● **PASSAGE TO READ**:
A panel at the Sandra Day O’Connor College of Law discussed the state of human rights in Iran since the election in June on Tuesday night.
Panel members leading the discussion were ASU assistant professor Shahla Talebi, who was in Iran during the 1979 revolution, Renee Redman, executive director of the Iran Human Rights Documentation Center in Connecticut, and Orde Kittrie, an ASU professor and a member of a special committee created by Congress to make recommendations about how to prevent the proliferation of biological, chemical and nuclear weapons.
Talebi, who became a United States citizen in 2008, said the human rights situation in Iran is a problem. Since before the election, she said, people have been silenced.
“Every single human rights violation that you can imagine is happening,” she said.
Redman said the Iran Human Rights Documentation Center has been documenting human rights since the 1979 revolution. Redman said human rights violations have been happening as they have been writing instead of writing about events after the fact.

● **DATA SHOWN**:
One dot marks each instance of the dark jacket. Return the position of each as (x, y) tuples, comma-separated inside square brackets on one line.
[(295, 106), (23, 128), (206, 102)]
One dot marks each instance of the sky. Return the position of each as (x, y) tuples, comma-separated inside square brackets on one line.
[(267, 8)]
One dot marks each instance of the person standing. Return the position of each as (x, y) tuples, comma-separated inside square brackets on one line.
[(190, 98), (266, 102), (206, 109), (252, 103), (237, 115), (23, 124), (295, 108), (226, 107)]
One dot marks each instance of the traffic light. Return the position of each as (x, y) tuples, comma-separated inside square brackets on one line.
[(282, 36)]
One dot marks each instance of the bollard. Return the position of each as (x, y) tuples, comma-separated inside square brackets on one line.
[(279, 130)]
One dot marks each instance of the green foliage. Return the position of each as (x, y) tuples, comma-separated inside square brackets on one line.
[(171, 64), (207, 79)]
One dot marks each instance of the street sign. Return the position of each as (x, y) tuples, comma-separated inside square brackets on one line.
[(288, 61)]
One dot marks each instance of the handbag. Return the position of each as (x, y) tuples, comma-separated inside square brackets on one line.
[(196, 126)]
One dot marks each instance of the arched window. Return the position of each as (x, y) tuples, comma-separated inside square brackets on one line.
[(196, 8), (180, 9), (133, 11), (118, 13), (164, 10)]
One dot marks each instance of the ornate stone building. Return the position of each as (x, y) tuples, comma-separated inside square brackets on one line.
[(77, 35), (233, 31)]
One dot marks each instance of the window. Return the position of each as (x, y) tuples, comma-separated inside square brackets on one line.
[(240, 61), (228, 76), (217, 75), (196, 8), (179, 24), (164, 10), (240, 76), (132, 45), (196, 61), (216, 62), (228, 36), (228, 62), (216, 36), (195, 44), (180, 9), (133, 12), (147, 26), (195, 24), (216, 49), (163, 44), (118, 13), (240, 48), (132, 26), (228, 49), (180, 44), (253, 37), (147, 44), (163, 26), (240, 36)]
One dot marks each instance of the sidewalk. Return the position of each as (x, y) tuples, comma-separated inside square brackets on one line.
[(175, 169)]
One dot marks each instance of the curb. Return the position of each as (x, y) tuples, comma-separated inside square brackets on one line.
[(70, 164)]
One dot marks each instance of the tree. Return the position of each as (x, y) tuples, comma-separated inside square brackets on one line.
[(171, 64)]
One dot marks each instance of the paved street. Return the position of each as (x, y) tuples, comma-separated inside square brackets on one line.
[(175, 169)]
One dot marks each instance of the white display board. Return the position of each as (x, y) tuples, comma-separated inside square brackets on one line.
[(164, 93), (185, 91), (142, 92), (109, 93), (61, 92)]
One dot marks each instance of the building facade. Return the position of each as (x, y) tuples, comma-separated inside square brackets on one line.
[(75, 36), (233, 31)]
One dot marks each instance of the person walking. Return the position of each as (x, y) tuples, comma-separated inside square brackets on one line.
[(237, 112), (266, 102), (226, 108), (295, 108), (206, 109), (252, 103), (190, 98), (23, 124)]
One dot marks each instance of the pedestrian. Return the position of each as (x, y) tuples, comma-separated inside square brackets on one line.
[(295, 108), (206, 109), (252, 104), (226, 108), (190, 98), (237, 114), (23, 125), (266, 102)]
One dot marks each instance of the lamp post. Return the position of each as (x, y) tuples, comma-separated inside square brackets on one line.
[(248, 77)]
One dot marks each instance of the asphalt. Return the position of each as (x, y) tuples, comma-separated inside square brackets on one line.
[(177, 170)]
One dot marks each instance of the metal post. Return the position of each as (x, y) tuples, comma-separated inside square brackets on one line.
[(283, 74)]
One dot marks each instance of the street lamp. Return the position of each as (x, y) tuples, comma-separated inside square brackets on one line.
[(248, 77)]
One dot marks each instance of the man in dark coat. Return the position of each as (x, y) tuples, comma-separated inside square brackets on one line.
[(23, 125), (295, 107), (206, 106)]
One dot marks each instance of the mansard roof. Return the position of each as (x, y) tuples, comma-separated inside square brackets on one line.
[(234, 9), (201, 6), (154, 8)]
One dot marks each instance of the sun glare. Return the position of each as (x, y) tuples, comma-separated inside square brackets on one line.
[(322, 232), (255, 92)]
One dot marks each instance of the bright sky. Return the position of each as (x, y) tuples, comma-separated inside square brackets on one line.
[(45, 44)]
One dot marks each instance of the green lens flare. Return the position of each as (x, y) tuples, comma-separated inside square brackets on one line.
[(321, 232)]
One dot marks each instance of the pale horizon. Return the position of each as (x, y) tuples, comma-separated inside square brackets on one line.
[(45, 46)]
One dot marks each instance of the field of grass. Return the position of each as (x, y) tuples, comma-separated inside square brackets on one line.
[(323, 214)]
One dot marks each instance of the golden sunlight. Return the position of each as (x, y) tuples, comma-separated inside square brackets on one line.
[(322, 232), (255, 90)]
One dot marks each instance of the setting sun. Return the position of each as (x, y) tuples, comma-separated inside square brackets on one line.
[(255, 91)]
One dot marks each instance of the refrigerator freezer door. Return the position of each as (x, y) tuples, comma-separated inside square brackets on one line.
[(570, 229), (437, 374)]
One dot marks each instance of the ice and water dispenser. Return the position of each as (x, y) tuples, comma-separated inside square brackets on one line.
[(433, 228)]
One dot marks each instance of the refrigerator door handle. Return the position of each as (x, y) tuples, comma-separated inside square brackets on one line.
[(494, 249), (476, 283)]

● **BRIEF 1**: In the passage on the Iran human rights panel, reproduce everything from "Redman said the" down to "after the fact." word for word.
● **BRIEF 2**: Write what comes next in the article on the law school panel about human rights in Iran, beginning after its final sentence.

● **RESULT 1**:
Redman said the Iran Human Rights Documentation Center has been documenting human rights since the 1979 revolution. Redman said human rights violations have been happening as they have been writing instead of writing about events after the fact.

● **RESULT 2**:
However, Redman said there is some evidence of human rights violations, but in many ways, information is missing.
“This isn’t an accident that there isn’t much information right now. The Iran regime is making sure of that,” she said. “As for people in Iran, there are people who are leaving the country but these people are traumatized. They aren’t ready to sit down with a human rights worker who is investigating abuse.”
Shirin, an Iranian woman who didn’t want to give her last name because she still has family in Iran, said the problem with human rights is obvious to her.
“There are none,” she said.
Shirin and her family in Iran don’t speak about politics on the phone because they fear repercussions.
“They are not involved in politics; we don’t discuss politics,” she said. “It’s a matter of survival.”
Shirin said she agrees that Iran should not be able to have nuclear weapons. If given the opportunity to tell President Barack Obama what she thinks, she said she would say there should be sanctions on nuclear weapons in Iran.
“I would tell [President Obama] to mean whatever [he says] but do something,” she said.
Law student Shannon Mataele said the topics of the discussion were relevant to current events and there needs to be more focus on international issues in general. She said she thinks students can become more aware by coming to these events.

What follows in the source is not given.